**Aim of the exercise:** Your job with the data below: print everything from the line that holds "like (353, 652)." down to the line that holds "Target: winter woodland", ends included, exactly, and nothing else.

**Exercise data:**

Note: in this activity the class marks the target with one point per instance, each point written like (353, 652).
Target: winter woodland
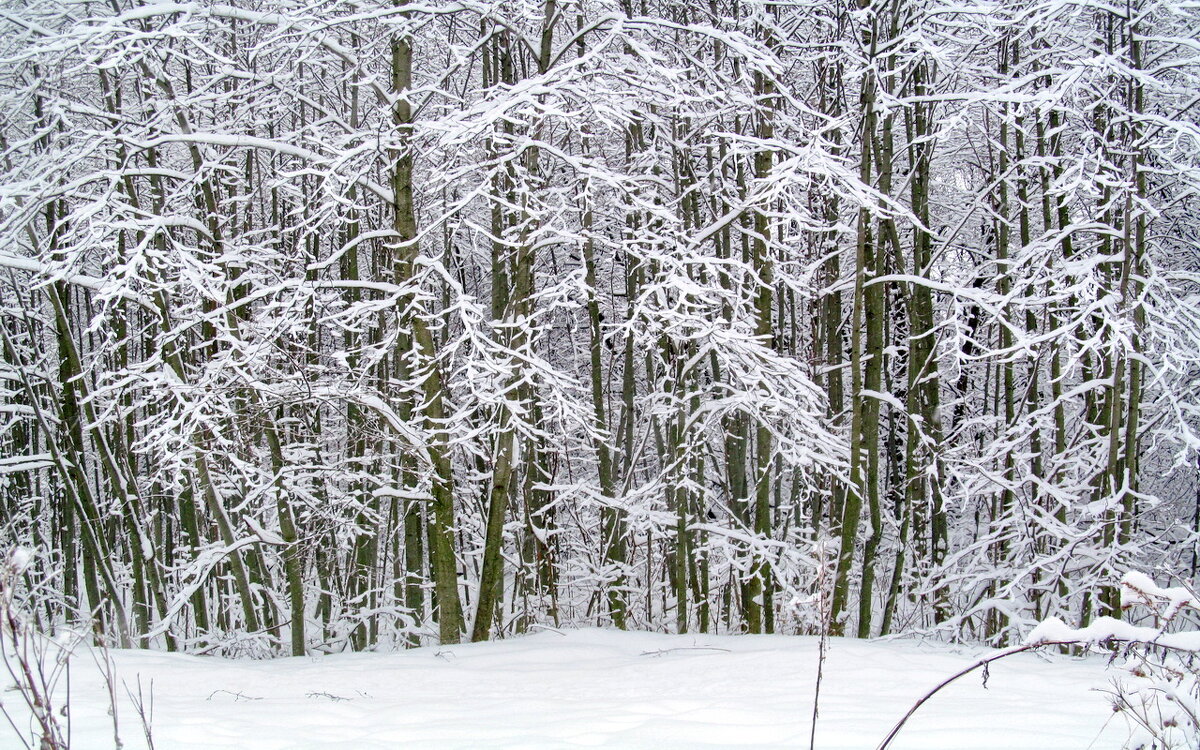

...

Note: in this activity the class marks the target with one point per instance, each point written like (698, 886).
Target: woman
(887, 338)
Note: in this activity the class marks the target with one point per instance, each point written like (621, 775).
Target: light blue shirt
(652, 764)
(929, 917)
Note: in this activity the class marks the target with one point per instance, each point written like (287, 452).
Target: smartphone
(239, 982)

--

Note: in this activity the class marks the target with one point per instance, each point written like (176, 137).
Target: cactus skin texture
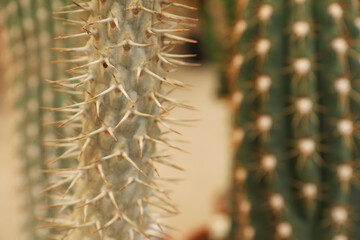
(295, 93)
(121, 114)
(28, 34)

**Answer to the problem:**
Note: in this activity the class marks the target with one point per instance, each point written like (353, 652).
Target: winter woodland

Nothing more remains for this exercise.